## start Text shown
Lesson 10: Improper Integration

Hello! This lesson will show our first application of integration. We might need to use any of the tools in our integration techniques toolbox to evaluate the integrals in this lesson.

Learning goals:

Evaluate an integral over an infinite interval.
Evaluate an integral over a closed interval containing an infinite discontinuity.
Use the comparison theorem to determine whether a definite integral is convergent.

Topic:

Volume 2, Section 3.7 Improper Integration (link to textbook section)

WeBWorK:

Integration – Improper Integrals

Motivating question

How can we use integrals to determine the area of an unbounded region?

Warmup exercise 1

Evaluate:

\[\int_0^b \frac{2}{(x+2)^3}dx.\]

Hint: since the upper limit of integration is the variable $b$ instead of a number, your answer will be a formula in terms of $b$.

Show answer 1

We could evaluate this integral using direct substitution with $u=x+2$, but since $du = dx$, this substitution is straightforward enough that we can probably integrate directly (if it’s not obvious to you how to integrate this directly, definitely integrate by substitution; it’s not wrong, it’ll just take more writing).

\[\int_0^b \frac{2}{(x+2)^3}dx = \int_0^b 2(x+2)^{-3}dx\]

\[= \left.\frac{2}{(-3+1)}(x+2)^{-3+1} \right|_0^b\]

\[=\left.\frac{-1}{(x+2)^2} \right|_0^b\]

\[= \frac{-1}{(b+2)^2} – \frac{-1}{(0+2)^2}\]

\[=\frac{-1}{(b+2)^2} + \frac{1}{4}.\]

Warmup exercise 2

Evaluate the limit:

\[ \lim_{b \to \infty} \left(\frac{-1}{(b+2)^2} + \frac{1}{4}\right).\]

Show answer 2

The important limit for us to remember is $\lim_{x \to \infty} \frac{1}{x} = 0$.

So our limit:

\[\lim_{b \to \infty} \left(\frac{-1}{(b+2)^2} + \frac{1}{4}\right) = 0 + \frac{1}{4} = \frac{1}{4}.\]

Improper integrals…what do they mean?

Motivating example: You may have guessed by now that we can put Warmup exercises 1 and 2 together. Doing so looks like:

\[\int_0^\infty \frac{2}{(x+2)^3}dx = \lim_{b \to \infty} \int_0^b \frac{2}{(x+2)^3}dx\]

\[=\lim_{b \to \infty} \frac{-1}{(b+2)^2} + \frac{1}{4}\]

\[=\frac{1}{4}.\]

That is, we can write

\[\int_0^\infty \frac{2}{(x+2)^3}dx = \frac{1}{4}\]

But what does this even mean???

Recall from Lesson 2 (link here) that we defined the definite integral $\int_a^b f(x) dx$ as a signed area between the vertical lines $x=a$ and $x=b$ and between the graph $y=f(x)$ and the $x-$axis.

In our motivating example, $f(x) = \frac{2}{(x+2)^3}$, $a=0$, and…well, we’d like to say that $b = \infty$ but since $\infty$ is not a real number, that doesn’t quite make sense (this is why the integral is called improper). But $\infty$ is a limit of real numbers, at the right end of the real number line. So we imagine a region bounded on the right by the vertical line $x=b$ and then taking a limit as $b$ approaches $\infty.$

Click on this interactive Desmos graph (link here) to get a picture of what this looks like for the motivating example; drag the slider $b$ to get larger and larger values of $b$ (Desmos can’t actually let $b$ go to infinity, but it can let $b$ go to 1,000,000, which is still pretty big even if it’s not infinite!).
## end Text shown
## start Given material
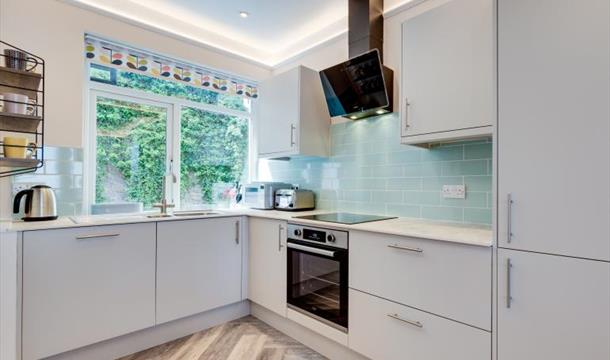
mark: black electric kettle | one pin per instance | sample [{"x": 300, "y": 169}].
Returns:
[{"x": 40, "y": 203}]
## end Given material
• [Exercise tasks]
a – According to the improper integration lesson, why is the integral of 2/(x+2)^3 from 0 to infinity called improper? Answer in one to three sentences.
b – In the improper integration lesson, how large can the Desmos graph let the slider b become?
c – Continue the improper integration lesson from its final sentence.
The listing is separate material from the improper integration lesson.

• [Results for each task]
a – We would like to set the upper limit b equal to infinity, but infinity is not a real number, so that doesn't quite make sense. That is why the integral is called improper. Instead, the region is bounded on the right by the line x = b, and a limit is taken as b approaches infinity.

b – Desmos can let b go to 1,000,000.

c –
So we can see that the symbol $\int_0^\infty \frac{2}{(x+2)^3}dx$ still represents a signed area, but now the region is unbounded (there is no finite boundary on the right side of the region).

This is remarkable!!!

We have seen that the integral $\int_0^\infty \frac{2}{(x+2)^3}dx$ represents the signed area of an unbounded region. With this in mind, our conclusion above that $\int_0^\infty \frac{2}{(x+2)^3}dx = \frac{1}{4}$ might seem alarming at first: the region is unbounded but it’s area is…finite??? Yes! It’s true! An unbounded (think: infinite) region can have finite area! Figures 1 and 2 below both show the graph of $\frac{2}{(x+2)^3}$; Figure 1 is zoomed in and shows a small part of the graph, and Figure 1 is zoomed out and shows a larger part of the graph. What we notice is that the blue region, whose area is represented by the improper integral above, gets thinner and thinner as we look further and further to the right (the function has the $x-$axis as a horizontal asymptote as $x$ approaches $\infty$). What our calculation above shows is that the blue strip gets thin enough fast enough that its area is actually pretty small!

*Figure 2: Graph of $\frac{2}{(x+2)^3}$, zoomed out*

More precisely, we say that the improper integral $\int_0^\infty \frac{2}{(x+2)^3}dx$, which represents the area of the unbounded blue region, converges to $\frac{1}{4}$. This is because the limit from Warmup exercise 2 exists; if it didn’t exist, we’d say our improper integral diverges.

Two types of improper integrals

There are two types of unbounded regions whose areas we can compute using improper integrals:

Type 1: one or the other (or both) of the limits of integration are infinite (like in our motivating example above).
Type 2: both limits of integration are finite, but the function is unbounded (a.k.a. has a vertical asymptote) between the limits of integration.

Improper integrals are limits

For both types, we must set up the improper integral as a limit of definite integrals:

Definition of improper integrals of Type 1:

$\int_a^\infty f(x) dx = \lim_{b \to \infty} \int_a^b f(x) dx$
$\int_{-\infty}^b f(x) dx = \lim_{a \to -\infty} \int_a^b f(x) dx$
$\int_{-\infty}^\infty f(x) dx = \int_{-\infty}^b f(x) dx + \int_b^\infty f(x)dx$

Improper integrals of Type 1 are easier to recognize because at least one limit of integration is $\pm \infty$. Improper integrals of Type two are a bit harder to recognize because they look like regular definite integrals unless you check for vertical asymptotes between the limits of integration.

Definition of improper integrals of Type 2:

If the function $f(x)$ has a vertical asymptote at $x=a$, then $\int_a^b f(x)dx = \lim_{t \to a^+}\int_t^b f(x)dx$
If the function $f(x)$ has a vertical asymptote at $x=b$, then $\int_a^b f(x)dx = \lim_{t \to b^-}\int_a^t f(x)dx$
If the function $f(x)$ has a vertical asymptote at $x=c$ where $a <c< b$, then $\int_a^b f(x)dx = \int_a^c f(x)dx + \int_c^b f(x)dx$.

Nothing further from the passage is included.